Celebrating twenty four years of marriage this week; how is that even possible? Time goes so fast, sometimes I feel that it is a thief. It slips up in the night and takes away all that you know and the people that you love. And just when you think it might slow down and befriend you, it goes even faster and you find yourself hanging on with both hands to keep up.
But, then again, time provides the window that enables us to live out our story and in the end that’s the greatest gift of all. So maybe it’s not such a thief, but a gift giver instead, I guess it all depends on one’s perspective.
It was a long time ago, but I still remember clearly the first time I saw my husband, he sang in a college group. They would travel around and sing in churches in hopes to create some interest in the college and potentially gain some new students. He was blonde and handsome and I was young and wearing the most hideous flower covered dress you’ve probably ever seen. I wish I had a picture of it so you would know that it is not an understatement when I tell you it was awful.
But, somehow he noticed me in spite of the dress; a small miracle.
My dad was the pastor of a small church in Florida and there might have been eighty people in attendance that Sunday. Each came to hear the college singing group that came all the way from Iowa to perform for our small congregation. He was blonde, did I mention that already? And he had blue eyes and was perfectly dreamy as far as I was concerned. I was at a point in my life where I was looking to attend a Bible college and this one had my attention for obvious reasons.
After that Sunday service, all I needed to know was where to sign up.

Location labeling records:
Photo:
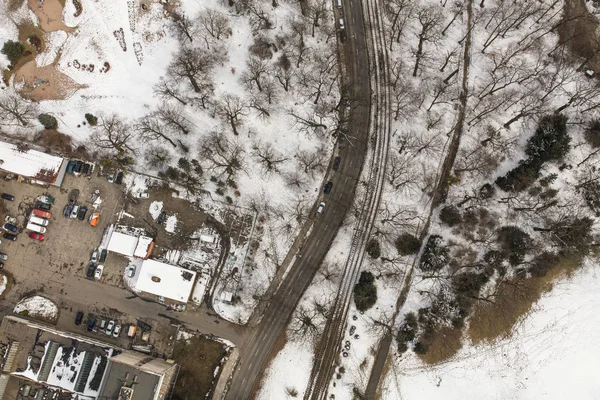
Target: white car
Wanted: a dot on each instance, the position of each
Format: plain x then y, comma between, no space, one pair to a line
109,327
98,273
117,331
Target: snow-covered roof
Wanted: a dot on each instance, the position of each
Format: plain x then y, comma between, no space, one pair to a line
144,247
172,282
32,164
122,244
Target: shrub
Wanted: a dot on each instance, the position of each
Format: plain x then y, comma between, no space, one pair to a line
435,255
48,121
407,244
373,248
13,50
450,215
91,119
365,292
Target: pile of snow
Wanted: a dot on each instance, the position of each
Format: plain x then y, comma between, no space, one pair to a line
38,306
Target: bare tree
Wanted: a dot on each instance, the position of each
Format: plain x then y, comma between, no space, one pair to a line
232,108
15,110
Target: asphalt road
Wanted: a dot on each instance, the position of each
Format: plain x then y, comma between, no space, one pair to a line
352,149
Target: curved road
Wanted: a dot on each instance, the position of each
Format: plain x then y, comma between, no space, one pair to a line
352,148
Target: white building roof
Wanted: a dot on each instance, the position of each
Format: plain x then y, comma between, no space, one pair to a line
122,244
33,164
173,282
141,250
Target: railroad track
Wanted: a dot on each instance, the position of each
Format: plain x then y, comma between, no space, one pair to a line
329,347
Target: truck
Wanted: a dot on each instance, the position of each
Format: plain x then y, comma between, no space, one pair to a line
38,220
35,228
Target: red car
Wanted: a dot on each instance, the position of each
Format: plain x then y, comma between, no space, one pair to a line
36,236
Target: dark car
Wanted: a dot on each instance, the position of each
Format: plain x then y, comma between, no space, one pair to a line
10,236
328,187
91,322
68,209
336,163
7,196
70,166
103,255
81,213
90,271
43,206
11,227
78,166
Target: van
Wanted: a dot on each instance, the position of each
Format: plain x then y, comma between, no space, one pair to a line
38,220
36,228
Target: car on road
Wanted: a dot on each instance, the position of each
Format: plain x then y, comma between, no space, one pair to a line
109,327
10,236
117,331
7,196
91,322
43,206
36,236
41,213
79,318
81,213
328,187
98,273
11,227
336,163
68,209
103,255
94,219
321,207
90,271
75,211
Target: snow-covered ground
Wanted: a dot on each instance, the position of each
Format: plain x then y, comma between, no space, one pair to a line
553,353
38,306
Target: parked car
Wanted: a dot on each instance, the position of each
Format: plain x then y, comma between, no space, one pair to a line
38,221
109,327
36,228
98,273
75,211
7,196
90,271
94,257
70,166
36,236
321,207
328,187
82,212
10,236
336,163
11,227
91,322
68,209
41,213
43,206
94,219
117,331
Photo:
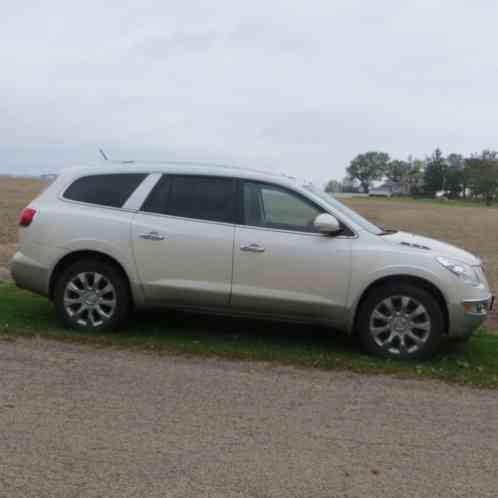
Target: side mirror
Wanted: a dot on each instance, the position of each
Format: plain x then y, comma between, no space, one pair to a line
326,223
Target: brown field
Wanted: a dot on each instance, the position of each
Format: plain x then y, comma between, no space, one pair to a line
473,227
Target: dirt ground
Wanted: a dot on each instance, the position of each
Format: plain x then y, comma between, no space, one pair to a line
79,421
474,228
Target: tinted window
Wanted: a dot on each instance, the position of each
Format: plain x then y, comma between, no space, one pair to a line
105,190
274,207
198,197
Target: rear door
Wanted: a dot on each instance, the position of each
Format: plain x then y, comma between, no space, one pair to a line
183,240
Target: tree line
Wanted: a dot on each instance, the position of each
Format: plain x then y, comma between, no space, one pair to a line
455,176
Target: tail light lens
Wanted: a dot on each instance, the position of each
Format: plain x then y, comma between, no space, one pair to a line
27,216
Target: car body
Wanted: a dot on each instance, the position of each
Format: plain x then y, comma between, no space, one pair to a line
242,242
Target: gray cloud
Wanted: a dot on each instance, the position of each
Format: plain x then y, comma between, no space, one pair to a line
290,86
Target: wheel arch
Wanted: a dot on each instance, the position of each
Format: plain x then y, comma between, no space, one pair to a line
80,255
407,279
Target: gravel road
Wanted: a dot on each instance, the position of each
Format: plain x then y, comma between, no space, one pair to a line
79,421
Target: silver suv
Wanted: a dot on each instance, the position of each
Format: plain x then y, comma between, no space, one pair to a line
103,240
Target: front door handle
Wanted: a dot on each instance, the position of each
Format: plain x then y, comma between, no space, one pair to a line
252,248
152,236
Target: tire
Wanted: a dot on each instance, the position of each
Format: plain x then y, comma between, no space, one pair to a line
92,295
401,321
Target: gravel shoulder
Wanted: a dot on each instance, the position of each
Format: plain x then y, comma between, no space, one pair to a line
80,421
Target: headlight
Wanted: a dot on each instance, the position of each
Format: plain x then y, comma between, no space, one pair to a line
461,270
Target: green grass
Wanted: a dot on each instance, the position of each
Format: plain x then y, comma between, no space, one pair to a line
25,315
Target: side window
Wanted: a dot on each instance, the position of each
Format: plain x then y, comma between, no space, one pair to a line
105,190
274,207
197,197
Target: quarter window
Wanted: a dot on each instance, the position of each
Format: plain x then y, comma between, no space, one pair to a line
105,190
273,207
197,197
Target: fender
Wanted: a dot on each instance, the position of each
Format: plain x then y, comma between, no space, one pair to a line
358,289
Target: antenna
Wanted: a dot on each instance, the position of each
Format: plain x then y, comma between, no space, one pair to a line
102,153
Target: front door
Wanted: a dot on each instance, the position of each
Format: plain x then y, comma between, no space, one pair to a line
183,241
282,266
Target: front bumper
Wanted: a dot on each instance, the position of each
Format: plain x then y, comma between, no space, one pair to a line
467,316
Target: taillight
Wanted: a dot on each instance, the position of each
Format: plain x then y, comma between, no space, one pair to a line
27,216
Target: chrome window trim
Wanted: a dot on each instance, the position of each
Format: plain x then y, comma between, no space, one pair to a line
138,196
196,220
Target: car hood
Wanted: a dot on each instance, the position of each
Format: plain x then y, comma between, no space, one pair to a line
438,248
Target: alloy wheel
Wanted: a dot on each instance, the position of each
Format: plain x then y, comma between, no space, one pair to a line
90,299
400,325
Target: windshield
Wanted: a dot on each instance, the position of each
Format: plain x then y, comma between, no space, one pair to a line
349,213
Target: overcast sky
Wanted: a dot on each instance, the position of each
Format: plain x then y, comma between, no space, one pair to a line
293,86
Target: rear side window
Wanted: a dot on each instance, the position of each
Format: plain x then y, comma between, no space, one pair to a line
105,190
197,197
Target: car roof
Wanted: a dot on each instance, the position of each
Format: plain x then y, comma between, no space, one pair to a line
180,167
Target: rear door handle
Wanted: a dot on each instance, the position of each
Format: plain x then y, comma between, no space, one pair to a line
152,236
252,248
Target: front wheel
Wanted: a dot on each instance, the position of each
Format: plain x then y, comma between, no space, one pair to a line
92,294
401,321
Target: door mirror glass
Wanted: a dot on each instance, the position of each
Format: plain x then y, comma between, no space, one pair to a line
326,223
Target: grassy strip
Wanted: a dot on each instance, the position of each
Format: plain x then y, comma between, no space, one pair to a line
25,315
427,200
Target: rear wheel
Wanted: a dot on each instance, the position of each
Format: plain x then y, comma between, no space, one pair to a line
92,294
401,321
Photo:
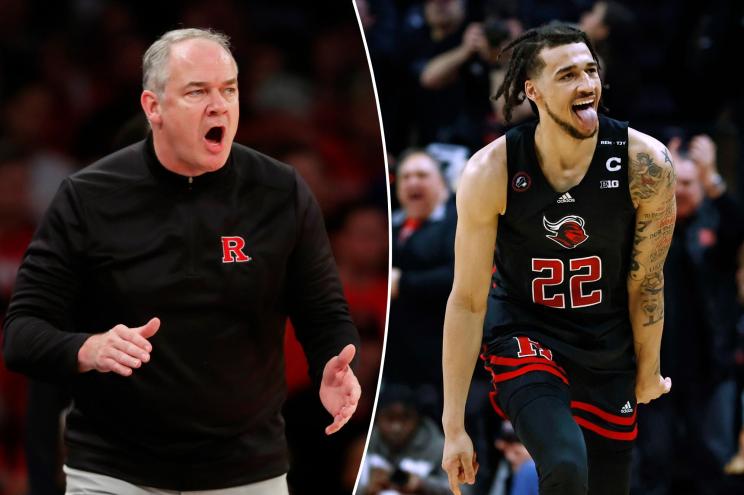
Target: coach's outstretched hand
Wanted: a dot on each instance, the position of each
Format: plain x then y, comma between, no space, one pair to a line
652,388
459,460
121,349
339,389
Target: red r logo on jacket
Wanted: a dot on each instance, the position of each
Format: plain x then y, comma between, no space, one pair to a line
232,249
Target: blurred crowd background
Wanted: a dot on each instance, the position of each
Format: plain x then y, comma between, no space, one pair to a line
668,68
70,80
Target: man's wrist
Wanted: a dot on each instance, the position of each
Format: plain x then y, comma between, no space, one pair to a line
452,427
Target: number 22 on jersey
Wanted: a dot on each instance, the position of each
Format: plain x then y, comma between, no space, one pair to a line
553,272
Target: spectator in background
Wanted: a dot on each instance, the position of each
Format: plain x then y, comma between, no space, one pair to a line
423,236
16,229
405,448
686,437
611,27
447,62
735,466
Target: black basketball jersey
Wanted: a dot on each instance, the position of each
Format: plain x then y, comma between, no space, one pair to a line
562,258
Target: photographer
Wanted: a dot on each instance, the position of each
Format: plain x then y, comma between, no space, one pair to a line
405,449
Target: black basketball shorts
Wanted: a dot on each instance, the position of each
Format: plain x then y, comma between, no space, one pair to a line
602,402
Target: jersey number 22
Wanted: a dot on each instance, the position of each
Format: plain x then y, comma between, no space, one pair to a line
553,272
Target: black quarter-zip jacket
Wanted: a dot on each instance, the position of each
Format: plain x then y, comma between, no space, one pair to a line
126,240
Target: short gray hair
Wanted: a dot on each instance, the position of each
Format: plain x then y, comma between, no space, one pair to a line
155,60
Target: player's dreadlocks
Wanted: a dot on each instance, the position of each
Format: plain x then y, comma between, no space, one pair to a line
525,62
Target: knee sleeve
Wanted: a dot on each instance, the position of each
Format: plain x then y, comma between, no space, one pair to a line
547,429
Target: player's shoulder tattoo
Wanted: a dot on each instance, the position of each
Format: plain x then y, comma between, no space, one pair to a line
651,171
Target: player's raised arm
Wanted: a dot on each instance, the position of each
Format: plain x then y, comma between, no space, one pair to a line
481,196
652,191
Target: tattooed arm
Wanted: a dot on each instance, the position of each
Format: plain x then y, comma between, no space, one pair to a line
652,190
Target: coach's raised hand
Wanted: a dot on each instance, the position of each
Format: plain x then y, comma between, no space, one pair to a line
339,389
120,350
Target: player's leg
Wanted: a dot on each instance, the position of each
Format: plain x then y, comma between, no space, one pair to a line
531,389
544,424
605,408
609,465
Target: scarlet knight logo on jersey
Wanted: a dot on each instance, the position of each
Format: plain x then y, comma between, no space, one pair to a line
568,231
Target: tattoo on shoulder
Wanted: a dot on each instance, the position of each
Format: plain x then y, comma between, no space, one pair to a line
647,177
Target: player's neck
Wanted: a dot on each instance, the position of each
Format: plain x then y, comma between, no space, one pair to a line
557,149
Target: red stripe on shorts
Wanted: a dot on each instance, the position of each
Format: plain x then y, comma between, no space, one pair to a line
612,435
610,418
502,377
502,361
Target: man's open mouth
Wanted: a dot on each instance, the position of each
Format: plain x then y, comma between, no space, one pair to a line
214,134
583,104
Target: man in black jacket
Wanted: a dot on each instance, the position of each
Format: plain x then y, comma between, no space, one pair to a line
187,251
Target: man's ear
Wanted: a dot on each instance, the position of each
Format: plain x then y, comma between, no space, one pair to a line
151,106
531,91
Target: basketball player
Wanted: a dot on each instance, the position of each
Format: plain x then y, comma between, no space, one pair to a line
574,313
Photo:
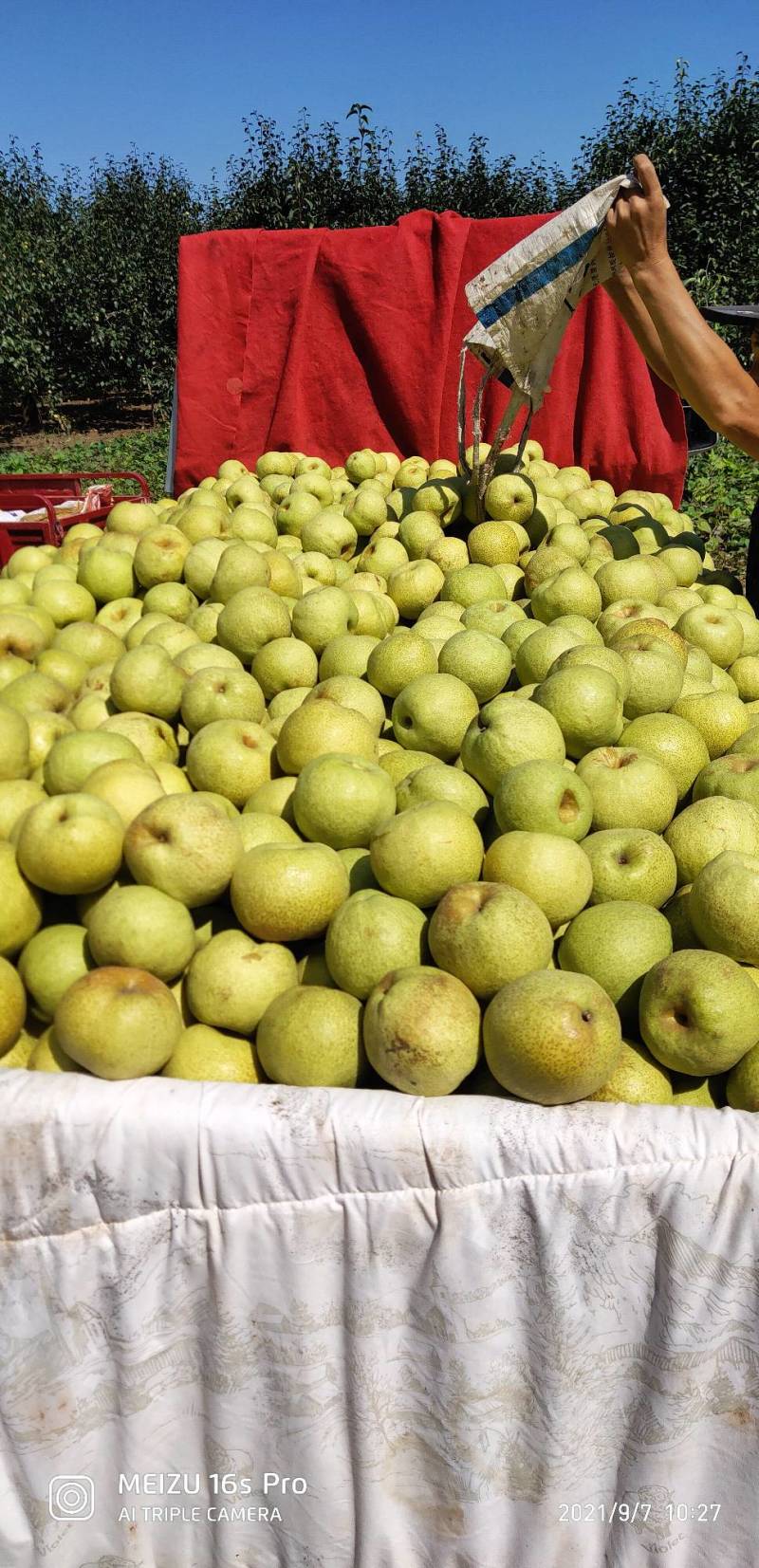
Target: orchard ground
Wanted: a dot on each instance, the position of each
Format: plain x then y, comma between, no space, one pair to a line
720,487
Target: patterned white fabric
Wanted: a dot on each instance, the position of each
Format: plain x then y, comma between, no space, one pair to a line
455,1319
524,300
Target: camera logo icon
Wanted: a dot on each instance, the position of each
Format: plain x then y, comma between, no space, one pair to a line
71,1498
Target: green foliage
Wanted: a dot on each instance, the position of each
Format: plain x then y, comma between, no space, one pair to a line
143,452
722,489
88,262
704,143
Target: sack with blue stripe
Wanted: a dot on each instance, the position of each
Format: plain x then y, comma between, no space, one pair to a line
523,304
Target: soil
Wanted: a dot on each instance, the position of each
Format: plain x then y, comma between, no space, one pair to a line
88,420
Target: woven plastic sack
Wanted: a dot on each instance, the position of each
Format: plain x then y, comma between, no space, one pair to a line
524,302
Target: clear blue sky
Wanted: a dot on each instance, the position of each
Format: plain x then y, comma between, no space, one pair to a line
88,77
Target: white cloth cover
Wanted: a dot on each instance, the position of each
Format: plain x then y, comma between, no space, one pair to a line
456,1319
526,298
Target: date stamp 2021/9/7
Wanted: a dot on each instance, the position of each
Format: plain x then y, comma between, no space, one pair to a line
637,1512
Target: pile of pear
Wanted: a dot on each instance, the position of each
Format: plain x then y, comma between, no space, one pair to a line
324,775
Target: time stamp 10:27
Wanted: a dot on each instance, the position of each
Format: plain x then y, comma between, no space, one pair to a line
629,1512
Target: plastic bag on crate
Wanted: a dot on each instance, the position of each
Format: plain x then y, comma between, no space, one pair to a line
79,508
523,303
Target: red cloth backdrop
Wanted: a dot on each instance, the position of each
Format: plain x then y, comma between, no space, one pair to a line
324,341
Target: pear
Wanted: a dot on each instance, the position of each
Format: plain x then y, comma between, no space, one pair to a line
232,980
77,754
540,648
372,933
47,1056
185,845
21,903
422,1030
706,828
698,1012
488,933
627,789
723,905
552,1037
637,1079
398,660
50,963
552,871
717,715
598,657
478,660
441,782
742,1082
118,1023
718,632
731,777
141,929
14,742
146,681
153,737
506,732
212,1056
341,800
673,742
286,893
13,1007
631,862
129,785
231,758
311,1035
16,797
434,713
283,664
617,944
250,619
587,706
425,850
538,797
212,693
71,844
319,728
492,543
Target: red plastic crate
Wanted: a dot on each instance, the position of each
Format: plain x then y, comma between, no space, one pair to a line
62,487
13,535
35,491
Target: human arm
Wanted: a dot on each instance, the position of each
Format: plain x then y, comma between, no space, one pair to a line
621,290
700,364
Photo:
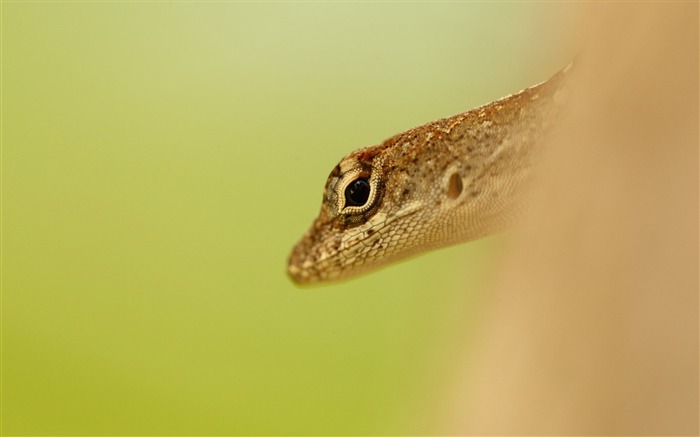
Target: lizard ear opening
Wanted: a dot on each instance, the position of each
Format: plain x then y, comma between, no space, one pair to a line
454,186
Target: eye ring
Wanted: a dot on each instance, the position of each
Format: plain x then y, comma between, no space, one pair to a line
357,192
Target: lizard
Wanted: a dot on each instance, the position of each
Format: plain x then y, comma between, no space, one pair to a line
446,182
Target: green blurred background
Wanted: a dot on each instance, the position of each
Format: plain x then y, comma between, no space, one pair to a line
159,161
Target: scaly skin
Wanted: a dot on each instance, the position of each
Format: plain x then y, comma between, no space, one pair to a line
446,182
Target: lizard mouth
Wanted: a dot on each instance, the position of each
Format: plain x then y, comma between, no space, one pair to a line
325,256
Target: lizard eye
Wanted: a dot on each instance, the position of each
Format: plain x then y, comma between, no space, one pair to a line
357,192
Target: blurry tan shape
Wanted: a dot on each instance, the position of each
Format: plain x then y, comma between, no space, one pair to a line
592,326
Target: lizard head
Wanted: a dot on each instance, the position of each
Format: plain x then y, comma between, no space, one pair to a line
363,223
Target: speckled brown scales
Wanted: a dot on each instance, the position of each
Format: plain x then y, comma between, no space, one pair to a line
446,182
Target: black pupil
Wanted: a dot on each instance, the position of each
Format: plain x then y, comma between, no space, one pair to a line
357,193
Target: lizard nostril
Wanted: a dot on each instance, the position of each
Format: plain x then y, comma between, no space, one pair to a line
454,186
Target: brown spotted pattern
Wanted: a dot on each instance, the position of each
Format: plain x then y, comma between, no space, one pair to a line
411,208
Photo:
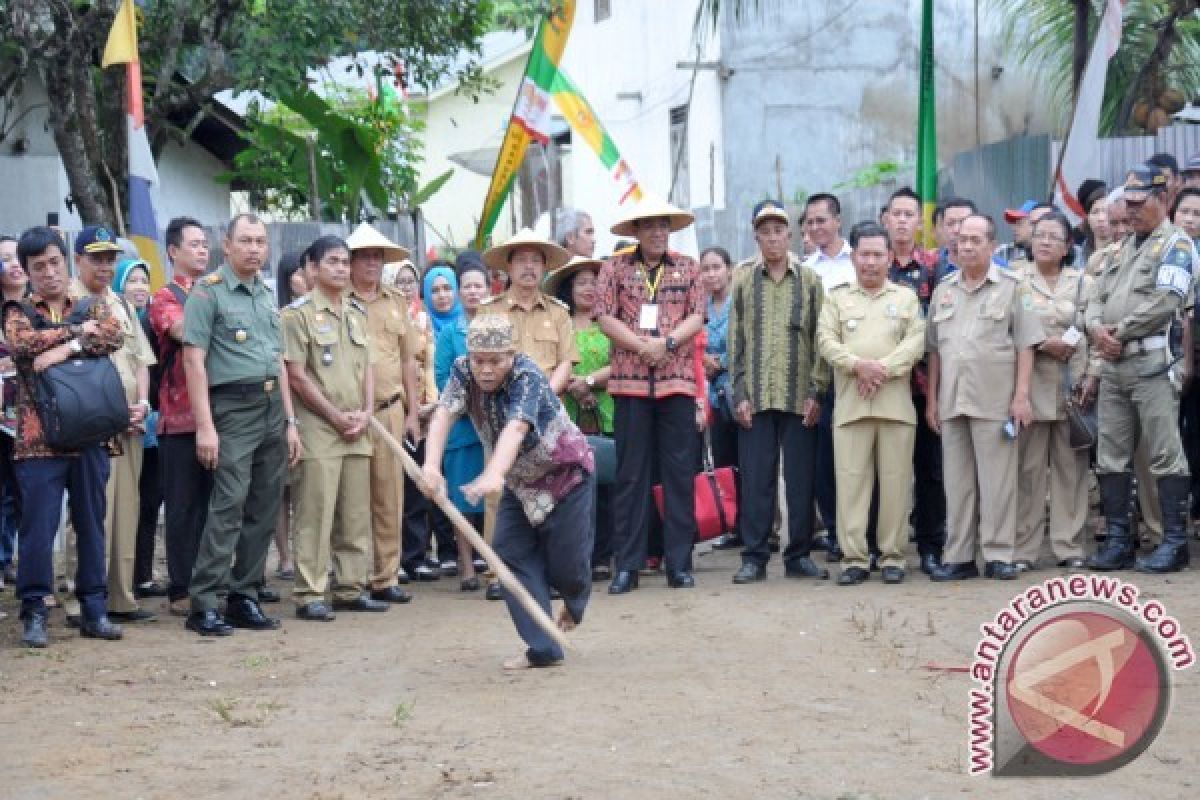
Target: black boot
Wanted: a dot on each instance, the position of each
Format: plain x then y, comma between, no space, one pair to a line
1173,554
1119,548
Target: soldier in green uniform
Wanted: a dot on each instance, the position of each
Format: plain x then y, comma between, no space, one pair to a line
1135,299
328,355
245,428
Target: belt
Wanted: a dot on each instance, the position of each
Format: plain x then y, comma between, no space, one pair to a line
1145,344
246,388
391,401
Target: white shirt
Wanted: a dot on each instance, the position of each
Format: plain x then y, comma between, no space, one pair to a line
834,270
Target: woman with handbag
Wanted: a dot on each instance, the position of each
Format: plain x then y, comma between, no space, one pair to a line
586,401
463,459
1047,459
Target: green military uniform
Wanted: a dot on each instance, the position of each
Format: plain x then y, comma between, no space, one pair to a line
873,439
237,324
329,338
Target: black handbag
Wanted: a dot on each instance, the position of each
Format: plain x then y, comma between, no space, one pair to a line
79,402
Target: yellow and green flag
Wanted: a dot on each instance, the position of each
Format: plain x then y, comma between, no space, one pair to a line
927,125
531,113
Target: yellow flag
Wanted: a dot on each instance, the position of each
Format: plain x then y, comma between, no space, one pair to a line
123,38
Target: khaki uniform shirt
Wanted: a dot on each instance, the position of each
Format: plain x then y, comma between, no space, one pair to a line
1144,287
544,332
393,341
329,337
887,328
237,324
1059,308
977,335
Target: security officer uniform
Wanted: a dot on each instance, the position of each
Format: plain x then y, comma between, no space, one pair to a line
1137,296
873,438
333,489
977,335
393,341
237,324
1044,453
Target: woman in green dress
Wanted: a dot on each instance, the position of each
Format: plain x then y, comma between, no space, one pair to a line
586,401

Written problem 1:
Print everything in the anniversary post from "My dad was the" down to "to sign up.".
Written problem 2:
According to the anniversary post, what state did the college singing group come from?
Written problem 3:
Write the next part of the anniversary post, picking up after its last sentence.

Result 1:
My dad was the pastor of a small church in Florida and there might have been eighty people in attendance that Sunday. Each came to hear the college singing group that came all the way from Iowa to perform for our small congregation. He was blonde, did I mention that already? And he had blue eyes and was perfectly dreamy as far as I was concerned. I was at a point in my life where I was looking to attend a Bible college and this one had my attention for obvious reasons.
After that Sunday service, all I needed to know was where to sign up.

Result 2:
Iowa

Result 3:
Not too much later I found myself a student at the same small college in Iowa. This might be no big deal to some, but to this Florida born girl, it might as well have been a foreign country. We didn’t travel much growing up so going this far across the United States felt so brave and exciting. I had gone to a college previously and because of my immaturity and lack of funds, I had dropped out and come home. After working in the shoe department for a year and a half at JC Penney, I finally had it together enough to try again.
I’ve never done things the easy way, it seems.
Well, it didn’t take long for me to officially meet the man of my dreams and future father of my children. He stood out in the crowd with those blonde locks. We were friends for a while first, meeting in the student center to play foosball or we’d sit at a booth and drink a coke while talking about anything and everything that came into our heads.
Young love is so fun.
I remember the butterflies when we would sit together at dinner or pass each other on the way to class. I looked forward to our “not so accidental” meetings around campus. It took some time and patience, but we finally decided to give this thing a go and it’s the best decision I ever made.
Choosing my husband was easy, but being married was another story.
I would like to talk to any young person who will listen to me at this point in my married story.
It does have a happy ending. But, you need to know that you don’t go into a forever commitment and think there will be no work involved. And, don’t think for a moment that because you’ve found your special somebody you’ll be walking on easy street. No more troubles, no more sorrows, and just romantic bliss until death do you part.
It doesn’t work that way.
Jeff and I spent the first few years of our marriage butting heads. I am a strong willed person and I like to have my way. It’s one of my many charms. We would argue and go to bed mad. I know, exactly what you should never do in a healthy relationship, but we were young and foolish. But, because we WANTED our relationship to work and we COMMITTED to seeing it through, we kept trying.
I can remember one time in particular when we’d had such a huge argument, I decided I was just done. I was tired, we had three children and I hadn’t slept in years (that’s how it felt) and I just wanted EASY. Now that is a laugh. Once you’ve had children, you give up easy for a lifetime. But, that is another blog for another day. Anyway, I was just so over trying and compromising and hoping for better, I just wanted to relax on the beach and forget about everything and everyone.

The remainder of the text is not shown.